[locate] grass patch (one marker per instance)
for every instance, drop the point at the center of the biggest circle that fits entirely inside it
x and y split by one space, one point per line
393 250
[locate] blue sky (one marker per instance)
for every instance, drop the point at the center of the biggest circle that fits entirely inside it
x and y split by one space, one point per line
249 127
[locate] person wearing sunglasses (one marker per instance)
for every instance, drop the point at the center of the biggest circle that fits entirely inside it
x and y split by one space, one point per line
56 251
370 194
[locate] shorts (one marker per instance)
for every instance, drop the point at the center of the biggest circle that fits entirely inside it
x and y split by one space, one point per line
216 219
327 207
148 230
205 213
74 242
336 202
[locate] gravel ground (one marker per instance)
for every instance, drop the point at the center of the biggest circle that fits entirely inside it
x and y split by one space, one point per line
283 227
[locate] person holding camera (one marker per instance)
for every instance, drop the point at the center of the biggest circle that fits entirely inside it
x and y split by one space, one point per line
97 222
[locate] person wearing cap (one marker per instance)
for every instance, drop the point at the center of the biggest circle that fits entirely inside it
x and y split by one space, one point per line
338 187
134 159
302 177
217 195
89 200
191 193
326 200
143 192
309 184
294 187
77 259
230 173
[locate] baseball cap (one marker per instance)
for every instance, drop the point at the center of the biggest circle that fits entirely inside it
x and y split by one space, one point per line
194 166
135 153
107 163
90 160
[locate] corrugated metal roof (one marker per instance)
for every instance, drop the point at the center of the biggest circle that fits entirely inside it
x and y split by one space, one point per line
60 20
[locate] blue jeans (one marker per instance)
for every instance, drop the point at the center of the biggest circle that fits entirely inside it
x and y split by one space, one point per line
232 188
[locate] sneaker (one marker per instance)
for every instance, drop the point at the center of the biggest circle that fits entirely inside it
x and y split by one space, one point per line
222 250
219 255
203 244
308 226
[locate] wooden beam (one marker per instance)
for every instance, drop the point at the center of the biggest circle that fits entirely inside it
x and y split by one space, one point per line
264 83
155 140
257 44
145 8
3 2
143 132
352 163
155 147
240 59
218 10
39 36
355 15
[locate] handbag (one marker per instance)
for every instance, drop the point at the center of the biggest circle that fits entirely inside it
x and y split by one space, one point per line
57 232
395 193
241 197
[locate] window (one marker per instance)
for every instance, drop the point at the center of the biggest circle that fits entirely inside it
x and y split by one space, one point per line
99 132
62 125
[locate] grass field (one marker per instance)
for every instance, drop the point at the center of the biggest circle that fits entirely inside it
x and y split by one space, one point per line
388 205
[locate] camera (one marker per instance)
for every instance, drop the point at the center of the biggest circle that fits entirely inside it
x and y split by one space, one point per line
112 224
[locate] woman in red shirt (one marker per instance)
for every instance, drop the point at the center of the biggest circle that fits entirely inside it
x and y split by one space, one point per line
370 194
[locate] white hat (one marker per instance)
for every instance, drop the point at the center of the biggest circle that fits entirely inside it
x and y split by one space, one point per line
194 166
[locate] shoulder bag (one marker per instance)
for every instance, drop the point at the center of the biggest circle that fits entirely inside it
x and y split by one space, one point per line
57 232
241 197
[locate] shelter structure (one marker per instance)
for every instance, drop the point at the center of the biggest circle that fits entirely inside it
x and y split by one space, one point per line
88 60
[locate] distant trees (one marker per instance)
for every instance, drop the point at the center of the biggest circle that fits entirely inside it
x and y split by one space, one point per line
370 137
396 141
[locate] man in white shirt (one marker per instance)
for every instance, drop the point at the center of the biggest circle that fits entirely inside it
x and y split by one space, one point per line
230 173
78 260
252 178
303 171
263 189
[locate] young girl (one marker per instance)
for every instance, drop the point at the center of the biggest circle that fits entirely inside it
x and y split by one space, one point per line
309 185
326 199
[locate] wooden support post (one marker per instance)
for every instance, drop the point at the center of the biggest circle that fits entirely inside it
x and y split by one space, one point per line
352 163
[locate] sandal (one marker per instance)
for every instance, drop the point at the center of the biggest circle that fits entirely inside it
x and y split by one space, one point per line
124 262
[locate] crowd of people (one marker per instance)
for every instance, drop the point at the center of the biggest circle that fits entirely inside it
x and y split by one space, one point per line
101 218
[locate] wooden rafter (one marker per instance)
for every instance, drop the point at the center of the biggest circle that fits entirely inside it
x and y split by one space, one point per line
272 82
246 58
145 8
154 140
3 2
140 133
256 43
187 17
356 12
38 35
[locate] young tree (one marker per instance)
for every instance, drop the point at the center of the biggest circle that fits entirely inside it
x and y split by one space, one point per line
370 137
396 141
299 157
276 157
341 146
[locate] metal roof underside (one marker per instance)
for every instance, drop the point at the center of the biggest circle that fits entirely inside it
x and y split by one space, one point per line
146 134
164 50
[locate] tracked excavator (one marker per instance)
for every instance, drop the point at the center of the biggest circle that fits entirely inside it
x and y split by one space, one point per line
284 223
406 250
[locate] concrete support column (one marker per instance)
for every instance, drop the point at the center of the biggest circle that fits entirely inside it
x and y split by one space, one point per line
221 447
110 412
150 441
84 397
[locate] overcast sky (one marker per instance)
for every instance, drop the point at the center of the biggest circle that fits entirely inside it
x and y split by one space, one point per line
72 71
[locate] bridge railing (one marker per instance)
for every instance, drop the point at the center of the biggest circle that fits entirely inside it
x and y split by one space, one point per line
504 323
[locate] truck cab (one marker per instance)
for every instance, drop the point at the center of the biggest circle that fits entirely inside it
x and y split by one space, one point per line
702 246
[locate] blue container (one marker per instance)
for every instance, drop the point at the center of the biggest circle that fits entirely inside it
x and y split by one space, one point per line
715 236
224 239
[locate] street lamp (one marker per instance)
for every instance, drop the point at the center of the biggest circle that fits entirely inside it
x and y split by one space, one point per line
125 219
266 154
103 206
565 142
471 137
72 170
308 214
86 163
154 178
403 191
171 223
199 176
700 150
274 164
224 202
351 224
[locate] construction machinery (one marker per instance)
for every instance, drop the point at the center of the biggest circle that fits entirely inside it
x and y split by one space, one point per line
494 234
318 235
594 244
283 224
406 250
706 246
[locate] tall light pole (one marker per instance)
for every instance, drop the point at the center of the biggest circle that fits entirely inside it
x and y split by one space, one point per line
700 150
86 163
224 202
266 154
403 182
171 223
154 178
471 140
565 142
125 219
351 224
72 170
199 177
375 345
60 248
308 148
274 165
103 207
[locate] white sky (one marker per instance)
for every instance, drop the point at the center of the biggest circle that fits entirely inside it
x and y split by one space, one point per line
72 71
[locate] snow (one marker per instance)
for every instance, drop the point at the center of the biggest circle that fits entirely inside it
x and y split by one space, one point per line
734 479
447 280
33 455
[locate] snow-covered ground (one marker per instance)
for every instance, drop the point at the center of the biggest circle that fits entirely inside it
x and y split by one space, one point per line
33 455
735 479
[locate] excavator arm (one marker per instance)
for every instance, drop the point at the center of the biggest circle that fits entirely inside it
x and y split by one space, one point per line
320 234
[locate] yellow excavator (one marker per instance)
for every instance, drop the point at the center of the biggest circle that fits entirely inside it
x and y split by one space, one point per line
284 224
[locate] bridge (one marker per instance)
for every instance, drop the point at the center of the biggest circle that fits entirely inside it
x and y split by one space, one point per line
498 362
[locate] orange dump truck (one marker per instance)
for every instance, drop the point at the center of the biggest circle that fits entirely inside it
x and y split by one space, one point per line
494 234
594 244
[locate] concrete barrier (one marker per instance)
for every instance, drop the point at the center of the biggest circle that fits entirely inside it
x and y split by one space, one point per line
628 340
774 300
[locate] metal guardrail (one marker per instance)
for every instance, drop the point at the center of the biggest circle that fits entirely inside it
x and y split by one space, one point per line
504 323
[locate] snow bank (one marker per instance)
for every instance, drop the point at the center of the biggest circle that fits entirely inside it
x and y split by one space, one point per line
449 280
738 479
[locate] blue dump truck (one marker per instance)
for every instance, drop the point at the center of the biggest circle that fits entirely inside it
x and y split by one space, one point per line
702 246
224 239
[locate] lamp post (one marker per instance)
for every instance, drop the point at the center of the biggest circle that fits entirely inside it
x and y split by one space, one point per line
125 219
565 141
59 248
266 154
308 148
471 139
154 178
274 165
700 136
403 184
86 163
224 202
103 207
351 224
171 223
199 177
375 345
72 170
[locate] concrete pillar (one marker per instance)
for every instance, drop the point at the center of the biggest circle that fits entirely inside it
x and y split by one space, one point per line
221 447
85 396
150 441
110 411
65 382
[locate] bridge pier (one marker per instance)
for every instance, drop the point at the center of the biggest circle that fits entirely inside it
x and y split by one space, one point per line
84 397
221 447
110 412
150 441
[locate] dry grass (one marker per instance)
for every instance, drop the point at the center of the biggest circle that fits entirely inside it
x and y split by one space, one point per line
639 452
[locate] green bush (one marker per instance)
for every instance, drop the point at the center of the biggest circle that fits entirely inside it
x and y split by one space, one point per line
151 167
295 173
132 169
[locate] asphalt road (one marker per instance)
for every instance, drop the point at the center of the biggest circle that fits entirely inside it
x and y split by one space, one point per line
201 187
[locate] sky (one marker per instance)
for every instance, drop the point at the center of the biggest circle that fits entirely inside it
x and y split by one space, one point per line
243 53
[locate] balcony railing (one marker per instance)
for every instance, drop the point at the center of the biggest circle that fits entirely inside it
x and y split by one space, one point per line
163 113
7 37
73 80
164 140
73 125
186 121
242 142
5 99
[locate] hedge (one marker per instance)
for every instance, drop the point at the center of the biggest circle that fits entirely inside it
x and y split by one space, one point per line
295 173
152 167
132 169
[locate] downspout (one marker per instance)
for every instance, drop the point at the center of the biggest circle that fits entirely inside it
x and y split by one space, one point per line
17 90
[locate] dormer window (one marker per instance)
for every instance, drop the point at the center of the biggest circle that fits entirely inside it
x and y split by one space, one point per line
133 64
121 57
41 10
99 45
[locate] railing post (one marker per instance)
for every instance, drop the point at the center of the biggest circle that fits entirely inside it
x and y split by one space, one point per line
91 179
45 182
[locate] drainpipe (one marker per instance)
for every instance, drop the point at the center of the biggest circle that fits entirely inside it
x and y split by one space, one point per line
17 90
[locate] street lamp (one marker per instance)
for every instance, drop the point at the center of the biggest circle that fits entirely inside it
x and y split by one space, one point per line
-------
_WHAT TO PRODUCE_
Copy nothing beyond the line containing "[locate] corrugated metal". Transcribe exactly from the first line of the entries down to that line, inclusive.

_EXERCISE RESULT_
[locate] grass patch (one marker per instance)
for every instance, drop the point at the center of the biggest circle that fits entirely inside it
x and y split by one space, one point per line
393 250
[locate] blue sky (one marker per instance)
for every instance, drop the point at the center of the biggest circle that fits entirely inside it
x and y split by one space, one point per line
249 127
[locate] person wearing sunglasses (one marker per instance)
for every instance, drop the point at the center of the biggest circle that fits entirely inside it
x and y split by one space, one point per line
56 251
370 194
[locate] shorts (one marker per instance)
for every instance, drop the point at the center of the biggest circle that fits entirely inside it
x and y split by one space, one point per line
216 219
327 207
148 230
205 213
74 242
336 202
[locate] gravel ground (one marker per instance)
for every instance, drop the point at the center of the biggest circle that fits entirely inside it
x and y split by one space, one point per line
283 227
[locate] person holding camera (one marker per instance)
for every instance, drop the point at the center of the biggest circle that fits entirely inside it
x and y split by one space, one point per line
97 222
[locate] person wearing cap (one marker per instance)
for every instance, drop the point at the center of the biggest circle that fits entirely inside it
x and y split by one space, one point per line
338 187
134 159
302 177
217 195
89 200
191 193
326 200
143 192
309 184
294 187
77 259
230 173
[locate] baseball cap (one marker per instance)
for every instance, drop the point at the center of the biggest circle that fits entirely inside it
x and y split by one space, one point per line
194 166
135 153
107 163
90 160
[locate] corrugated metal roof (one marker per instance)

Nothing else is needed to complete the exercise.